[[ DATA SECTION, beginning ]]

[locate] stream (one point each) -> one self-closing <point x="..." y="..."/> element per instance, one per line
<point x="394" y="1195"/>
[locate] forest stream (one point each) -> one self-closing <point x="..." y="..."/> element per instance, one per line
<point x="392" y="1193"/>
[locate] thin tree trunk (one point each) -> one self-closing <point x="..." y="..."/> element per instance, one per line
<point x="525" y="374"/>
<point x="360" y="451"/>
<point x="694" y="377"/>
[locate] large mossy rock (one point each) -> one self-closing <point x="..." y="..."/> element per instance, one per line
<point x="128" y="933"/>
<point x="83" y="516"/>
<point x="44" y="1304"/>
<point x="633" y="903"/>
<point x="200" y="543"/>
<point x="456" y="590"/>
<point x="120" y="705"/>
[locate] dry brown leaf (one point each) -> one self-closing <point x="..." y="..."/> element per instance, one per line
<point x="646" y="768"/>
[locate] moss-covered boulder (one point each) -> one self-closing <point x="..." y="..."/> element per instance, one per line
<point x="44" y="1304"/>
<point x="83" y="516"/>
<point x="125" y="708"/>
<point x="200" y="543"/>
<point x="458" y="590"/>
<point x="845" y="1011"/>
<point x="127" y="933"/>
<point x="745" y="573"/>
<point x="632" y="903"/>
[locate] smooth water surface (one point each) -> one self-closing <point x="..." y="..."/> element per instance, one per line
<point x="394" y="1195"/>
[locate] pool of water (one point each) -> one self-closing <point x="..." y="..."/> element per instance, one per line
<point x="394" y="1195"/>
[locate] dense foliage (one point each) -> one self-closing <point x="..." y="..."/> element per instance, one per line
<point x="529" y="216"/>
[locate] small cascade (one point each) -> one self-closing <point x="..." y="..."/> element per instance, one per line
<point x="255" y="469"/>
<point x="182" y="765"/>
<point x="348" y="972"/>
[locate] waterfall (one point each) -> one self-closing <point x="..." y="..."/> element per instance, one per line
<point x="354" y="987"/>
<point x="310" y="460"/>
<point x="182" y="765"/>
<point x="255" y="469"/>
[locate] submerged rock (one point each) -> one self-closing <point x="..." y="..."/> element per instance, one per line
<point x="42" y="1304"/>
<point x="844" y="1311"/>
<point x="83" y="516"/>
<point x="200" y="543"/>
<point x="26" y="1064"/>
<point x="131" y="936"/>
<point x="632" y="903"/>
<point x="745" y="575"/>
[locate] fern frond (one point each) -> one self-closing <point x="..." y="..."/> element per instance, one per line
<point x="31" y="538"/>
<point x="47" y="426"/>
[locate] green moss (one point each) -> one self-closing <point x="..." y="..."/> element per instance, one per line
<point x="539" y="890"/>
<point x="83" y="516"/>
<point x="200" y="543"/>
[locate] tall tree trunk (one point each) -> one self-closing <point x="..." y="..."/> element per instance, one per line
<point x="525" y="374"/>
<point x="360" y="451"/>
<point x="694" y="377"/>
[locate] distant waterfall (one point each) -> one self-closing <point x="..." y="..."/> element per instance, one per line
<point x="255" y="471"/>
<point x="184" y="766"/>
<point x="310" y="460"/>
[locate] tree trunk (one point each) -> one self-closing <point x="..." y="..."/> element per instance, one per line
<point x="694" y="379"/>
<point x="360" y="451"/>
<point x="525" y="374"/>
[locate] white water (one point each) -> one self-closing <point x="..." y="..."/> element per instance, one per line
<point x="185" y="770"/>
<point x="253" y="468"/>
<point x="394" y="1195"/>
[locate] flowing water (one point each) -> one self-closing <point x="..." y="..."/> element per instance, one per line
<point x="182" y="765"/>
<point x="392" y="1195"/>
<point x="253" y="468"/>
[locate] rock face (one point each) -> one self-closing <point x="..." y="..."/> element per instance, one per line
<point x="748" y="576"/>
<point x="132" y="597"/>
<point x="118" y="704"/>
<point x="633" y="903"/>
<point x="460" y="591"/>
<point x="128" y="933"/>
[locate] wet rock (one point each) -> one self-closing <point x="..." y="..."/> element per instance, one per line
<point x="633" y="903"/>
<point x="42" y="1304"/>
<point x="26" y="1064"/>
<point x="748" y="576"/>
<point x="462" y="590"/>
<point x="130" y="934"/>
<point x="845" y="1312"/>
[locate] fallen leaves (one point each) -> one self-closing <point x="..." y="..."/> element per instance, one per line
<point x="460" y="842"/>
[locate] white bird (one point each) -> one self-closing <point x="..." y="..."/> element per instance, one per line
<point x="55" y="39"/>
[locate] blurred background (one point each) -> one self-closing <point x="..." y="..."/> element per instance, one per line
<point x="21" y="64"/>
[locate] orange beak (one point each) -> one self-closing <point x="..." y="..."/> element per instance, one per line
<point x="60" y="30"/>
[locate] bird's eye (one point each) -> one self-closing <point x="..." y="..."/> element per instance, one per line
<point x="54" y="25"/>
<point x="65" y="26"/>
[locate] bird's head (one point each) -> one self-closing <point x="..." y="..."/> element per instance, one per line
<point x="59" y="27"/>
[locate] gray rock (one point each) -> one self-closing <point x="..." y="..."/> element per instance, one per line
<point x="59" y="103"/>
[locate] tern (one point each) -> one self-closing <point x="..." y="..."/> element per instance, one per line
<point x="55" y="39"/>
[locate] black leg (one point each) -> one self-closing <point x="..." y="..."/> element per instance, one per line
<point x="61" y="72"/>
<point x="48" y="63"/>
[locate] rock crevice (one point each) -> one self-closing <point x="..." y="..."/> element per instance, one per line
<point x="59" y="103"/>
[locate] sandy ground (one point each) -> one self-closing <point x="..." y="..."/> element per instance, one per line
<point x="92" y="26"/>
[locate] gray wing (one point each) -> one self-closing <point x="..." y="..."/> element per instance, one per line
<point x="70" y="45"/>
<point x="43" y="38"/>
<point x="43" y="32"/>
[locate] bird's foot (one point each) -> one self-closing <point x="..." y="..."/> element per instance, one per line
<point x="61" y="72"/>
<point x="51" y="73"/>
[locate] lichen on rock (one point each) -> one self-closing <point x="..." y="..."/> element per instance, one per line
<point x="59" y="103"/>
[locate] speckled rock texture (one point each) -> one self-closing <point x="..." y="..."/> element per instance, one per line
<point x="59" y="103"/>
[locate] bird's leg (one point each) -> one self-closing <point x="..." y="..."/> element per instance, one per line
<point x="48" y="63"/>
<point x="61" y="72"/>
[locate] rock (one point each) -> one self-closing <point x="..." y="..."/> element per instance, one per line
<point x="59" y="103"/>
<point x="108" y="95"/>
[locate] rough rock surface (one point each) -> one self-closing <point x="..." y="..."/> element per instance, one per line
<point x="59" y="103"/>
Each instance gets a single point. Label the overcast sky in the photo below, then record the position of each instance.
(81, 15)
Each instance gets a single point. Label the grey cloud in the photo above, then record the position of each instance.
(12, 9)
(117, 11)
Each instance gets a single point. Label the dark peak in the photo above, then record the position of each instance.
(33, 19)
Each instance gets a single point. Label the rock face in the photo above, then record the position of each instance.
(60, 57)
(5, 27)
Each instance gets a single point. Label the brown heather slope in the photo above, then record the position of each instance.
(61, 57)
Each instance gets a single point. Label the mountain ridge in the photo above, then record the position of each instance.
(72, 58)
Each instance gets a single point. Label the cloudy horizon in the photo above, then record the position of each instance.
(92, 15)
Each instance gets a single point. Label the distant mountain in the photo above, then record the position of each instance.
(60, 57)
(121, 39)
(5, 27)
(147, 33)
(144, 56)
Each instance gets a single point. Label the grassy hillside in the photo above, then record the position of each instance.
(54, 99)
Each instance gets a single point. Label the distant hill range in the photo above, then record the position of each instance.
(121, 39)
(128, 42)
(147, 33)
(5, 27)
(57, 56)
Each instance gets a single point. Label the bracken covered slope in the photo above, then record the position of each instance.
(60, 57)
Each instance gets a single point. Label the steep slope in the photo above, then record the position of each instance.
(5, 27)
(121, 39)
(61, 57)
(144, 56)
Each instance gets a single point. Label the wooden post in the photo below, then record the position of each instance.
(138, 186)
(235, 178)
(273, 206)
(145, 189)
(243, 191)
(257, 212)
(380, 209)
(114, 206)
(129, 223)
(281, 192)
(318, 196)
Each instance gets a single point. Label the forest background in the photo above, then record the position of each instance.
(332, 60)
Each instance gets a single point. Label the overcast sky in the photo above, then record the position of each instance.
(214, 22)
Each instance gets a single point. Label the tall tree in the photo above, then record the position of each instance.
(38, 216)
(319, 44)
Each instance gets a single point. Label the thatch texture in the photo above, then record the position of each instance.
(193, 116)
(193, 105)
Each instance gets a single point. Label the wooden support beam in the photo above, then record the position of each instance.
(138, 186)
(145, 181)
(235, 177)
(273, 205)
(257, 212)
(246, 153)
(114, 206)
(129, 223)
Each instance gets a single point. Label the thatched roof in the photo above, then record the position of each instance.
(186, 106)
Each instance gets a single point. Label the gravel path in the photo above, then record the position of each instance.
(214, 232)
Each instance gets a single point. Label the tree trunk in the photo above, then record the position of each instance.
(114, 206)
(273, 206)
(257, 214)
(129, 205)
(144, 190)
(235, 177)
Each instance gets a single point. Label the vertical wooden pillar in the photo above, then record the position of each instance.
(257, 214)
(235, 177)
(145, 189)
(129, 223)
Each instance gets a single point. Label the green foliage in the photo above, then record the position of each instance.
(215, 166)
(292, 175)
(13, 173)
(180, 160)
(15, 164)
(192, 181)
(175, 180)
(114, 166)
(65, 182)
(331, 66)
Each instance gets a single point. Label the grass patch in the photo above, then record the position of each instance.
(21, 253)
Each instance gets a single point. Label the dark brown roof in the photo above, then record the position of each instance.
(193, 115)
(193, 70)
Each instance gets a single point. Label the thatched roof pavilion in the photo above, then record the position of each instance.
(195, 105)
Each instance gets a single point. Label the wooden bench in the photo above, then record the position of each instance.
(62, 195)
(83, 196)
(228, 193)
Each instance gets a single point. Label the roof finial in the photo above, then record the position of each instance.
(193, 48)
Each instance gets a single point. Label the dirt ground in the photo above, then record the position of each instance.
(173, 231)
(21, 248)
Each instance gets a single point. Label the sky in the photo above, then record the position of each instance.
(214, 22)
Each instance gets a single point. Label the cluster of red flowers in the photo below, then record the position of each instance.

[[ DATA SECTION, end ]]

Starting from the line with "thatched roof pavilion", write out every remaining line of the data above exactly, the final line included, and nothing before it.

Each instance gets a single point. Label the thatched roof pavilion in the photo above, then record the position of each instance.
(195, 105)
Each instance gets a single point. Label the wooden bench in the photo above, then record the position of each instance.
(62, 195)
(83, 196)
(228, 193)
Each instance gets a single point. Label the roof finial in the photo above, then record the position of each instance.
(193, 48)
Each instance gets a single point. Label the dirt ground in the photo above, then record the position of each instance.
(173, 231)
(21, 248)
Each instance gets a single point. Label the sky in the photo above, then record the position of each instance.
(214, 22)
Each instance gets a single point. Label the cluster of red flowers in the photo below, then record the position of each instance.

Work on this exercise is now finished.